> [Challenge] Retype the data below line for line, with no changes to any character.
___ Records for this exercise
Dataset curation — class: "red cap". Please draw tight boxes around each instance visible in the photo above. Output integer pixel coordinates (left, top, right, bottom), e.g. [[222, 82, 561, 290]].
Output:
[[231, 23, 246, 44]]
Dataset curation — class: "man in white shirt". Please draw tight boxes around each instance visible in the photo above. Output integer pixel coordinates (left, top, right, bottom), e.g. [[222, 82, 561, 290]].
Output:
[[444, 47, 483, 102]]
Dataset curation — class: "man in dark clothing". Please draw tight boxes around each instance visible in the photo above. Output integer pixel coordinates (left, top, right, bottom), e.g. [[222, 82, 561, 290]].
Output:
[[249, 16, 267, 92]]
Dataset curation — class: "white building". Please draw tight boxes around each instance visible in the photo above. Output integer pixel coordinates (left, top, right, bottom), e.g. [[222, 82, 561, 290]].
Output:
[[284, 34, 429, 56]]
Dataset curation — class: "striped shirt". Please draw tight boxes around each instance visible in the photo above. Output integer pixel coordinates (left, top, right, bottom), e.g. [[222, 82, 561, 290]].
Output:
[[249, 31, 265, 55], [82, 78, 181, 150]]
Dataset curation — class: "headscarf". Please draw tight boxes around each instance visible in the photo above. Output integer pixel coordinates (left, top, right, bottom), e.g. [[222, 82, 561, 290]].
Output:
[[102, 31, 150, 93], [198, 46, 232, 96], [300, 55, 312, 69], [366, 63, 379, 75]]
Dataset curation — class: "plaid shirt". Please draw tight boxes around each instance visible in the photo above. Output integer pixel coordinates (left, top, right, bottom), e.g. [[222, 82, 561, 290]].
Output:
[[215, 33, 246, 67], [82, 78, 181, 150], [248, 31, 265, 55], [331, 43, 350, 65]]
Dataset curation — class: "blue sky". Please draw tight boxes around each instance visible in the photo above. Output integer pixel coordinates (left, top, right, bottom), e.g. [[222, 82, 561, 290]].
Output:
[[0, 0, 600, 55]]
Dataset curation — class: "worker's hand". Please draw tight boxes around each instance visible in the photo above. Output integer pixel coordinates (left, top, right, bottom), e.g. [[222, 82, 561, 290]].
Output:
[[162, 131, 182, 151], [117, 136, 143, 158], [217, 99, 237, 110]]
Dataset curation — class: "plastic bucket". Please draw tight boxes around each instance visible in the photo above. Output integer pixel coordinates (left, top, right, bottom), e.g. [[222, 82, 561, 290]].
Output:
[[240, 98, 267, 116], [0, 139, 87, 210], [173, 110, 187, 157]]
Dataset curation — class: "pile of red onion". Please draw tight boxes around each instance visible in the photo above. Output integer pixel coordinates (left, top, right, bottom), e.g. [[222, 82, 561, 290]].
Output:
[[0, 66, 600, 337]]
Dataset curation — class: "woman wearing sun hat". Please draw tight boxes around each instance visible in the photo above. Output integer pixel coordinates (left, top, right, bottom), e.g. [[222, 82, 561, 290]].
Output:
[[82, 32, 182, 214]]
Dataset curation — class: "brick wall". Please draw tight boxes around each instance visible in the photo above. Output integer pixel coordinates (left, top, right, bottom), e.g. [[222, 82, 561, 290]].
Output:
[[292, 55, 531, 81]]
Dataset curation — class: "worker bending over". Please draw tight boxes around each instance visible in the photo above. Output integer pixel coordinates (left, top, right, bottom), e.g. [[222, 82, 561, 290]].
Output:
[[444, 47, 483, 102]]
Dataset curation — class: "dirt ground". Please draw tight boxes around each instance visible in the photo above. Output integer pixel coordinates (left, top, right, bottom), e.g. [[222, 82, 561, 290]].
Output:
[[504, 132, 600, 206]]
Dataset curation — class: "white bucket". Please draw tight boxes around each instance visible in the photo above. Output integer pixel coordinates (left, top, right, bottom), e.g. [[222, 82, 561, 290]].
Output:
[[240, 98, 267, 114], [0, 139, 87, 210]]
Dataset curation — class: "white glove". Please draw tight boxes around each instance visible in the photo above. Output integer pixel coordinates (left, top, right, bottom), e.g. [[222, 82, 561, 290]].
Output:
______
> [Full answer]
Dataset curation — class: "red cap". Please draw tight boxes around each instance visible in the photo above. Output integer pixel coordinates (left, top, right, bottom), e.g. [[222, 82, 561, 290]].
Output:
[[231, 23, 246, 44]]
Dataset curation — class: "man in white shirt". Please draw tight boxes around each instance visible in the photo above. Output integer pixel coordinates (left, top, right, bottom), e.g. [[222, 82, 561, 290]].
Output:
[[444, 47, 483, 102]]
Dataset curation — class: "man in dark clothing". Please draw tight boxes around each instance visible in the photo above. Output integer pixel coordinates (left, top, right, bottom), e.g. [[222, 82, 561, 290]].
Output:
[[249, 16, 267, 92]]
Dataset curation — class: "white building". Please draw tight boxes around each instance visible in the photo above. Output integer pixel coordinates (left, top, right, bottom), e.g. [[222, 82, 561, 290]].
Output:
[[284, 34, 429, 56]]
Dataset curation — class: "striped shirt". Please draw tight boxes around each instance visible in the photo above. Output integer pixel coordinates (left, top, right, bottom), e.g. [[222, 82, 561, 290]].
Output:
[[249, 31, 265, 55], [82, 78, 181, 150]]
Dataset curation — class: "headscarf". Please draw tight boxes around each instance visible in the photo above. Output integer pixel coordinates (left, top, right, bottom), e.g. [[222, 82, 561, 290]].
Output:
[[102, 31, 150, 93], [198, 46, 232, 96], [300, 55, 312, 69], [366, 63, 379, 75]]
Dataset curation — class: "plaid shirt". Please draw tight boxes around each instance visible in the photo above. Output integer pixel coordinates (left, top, right, bottom), e.g. [[222, 82, 561, 290]].
Output:
[[215, 33, 246, 67], [82, 78, 181, 150], [248, 31, 265, 55], [331, 43, 350, 65]]
Dataset curation — class: "blue sky". Please draw tight boxes around each instance visible in the photo above. Output integer pixel coordinates (left, top, right, bottom), e.g. [[222, 82, 561, 290]].
Output:
[[0, 0, 600, 55]]
Dataset curation — class: "worker's hand". Please draw tight boxes around each instance visible in the photo above. Output integer pixel coordinates (left, top, right, bottom), e.g. [[222, 82, 561, 290]].
Output:
[[162, 131, 182, 151], [117, 136, 143, 158], [217, 99, 237, 110]]
Dataset curation — class: "plastic bucket". Please draw tight boxes around each instance visible in the photo above. Output integer pixel coordinates (left, top, right, bottom), e.g. [[222, 82, 561, 290]].
Output:
[[240, 98, 267, 116], [0, 139, 87, 210], [173, 110, 187, 157]]
Dataset curation — class: "pile of red onion". Please draw tight boxes around each instance visible in the photo above. Output integer pixel coordinates (left, top, right, bottom), e.g. [[222, 82, 561, 290]].
Output:
[[0, 66, 600, 337]]
Dataset curation — class: "woman wearing sun hat". Please draw tight boxes around each instance visible in the photo above. Output integer pixel coordinates (left, top, right, bottom), e.g. [[222, 82, 561, 290]].
Output:
[[82, 32, 182, 214]]
Dataset curation — class: "brick wall". Please draw tight boxes around each instance visible in the photo above. Output integer pixel coordinates (left, top, right, bottom), e.g. [[222, 82, 561, 290]].
Output:
[[292, 55, 531, 81]]
Dataset curation — class: "worker bending over". Please draw tight boxes around each instance visible in the photo above. Output integer pixel coordinates (left, top, right, bottom), e.g. [[222, 82, 561, 290]].
Output:
[[444, 47, 483, 102]]
Dataset curation — class: "dirt ground". Please draw tight boxes around each instance visible in the photo above. Output integer pixel coordinates (left, top, right, bottom), e.g. [[222, 82, 561, 290]].
Output:
[[504, 132, 600, 206]]
Dataset curation — class: "white bucket". Please draw tight boxes around each instance visible in the photo above. Output integer pixel coordinates (left, top, right, bottom), e.g. [[222, 82, 561, 290]].
Output:
[[240, 98, 267, 114], [0, 139, 87, 210]]
Dataset curation — class: "white glove". Please draw tight boxes around each instance visible in the photo above. Output integer pixel coordinates (left, top, right, bottom), e.g. [[222, 82, 561, 290]].
Output:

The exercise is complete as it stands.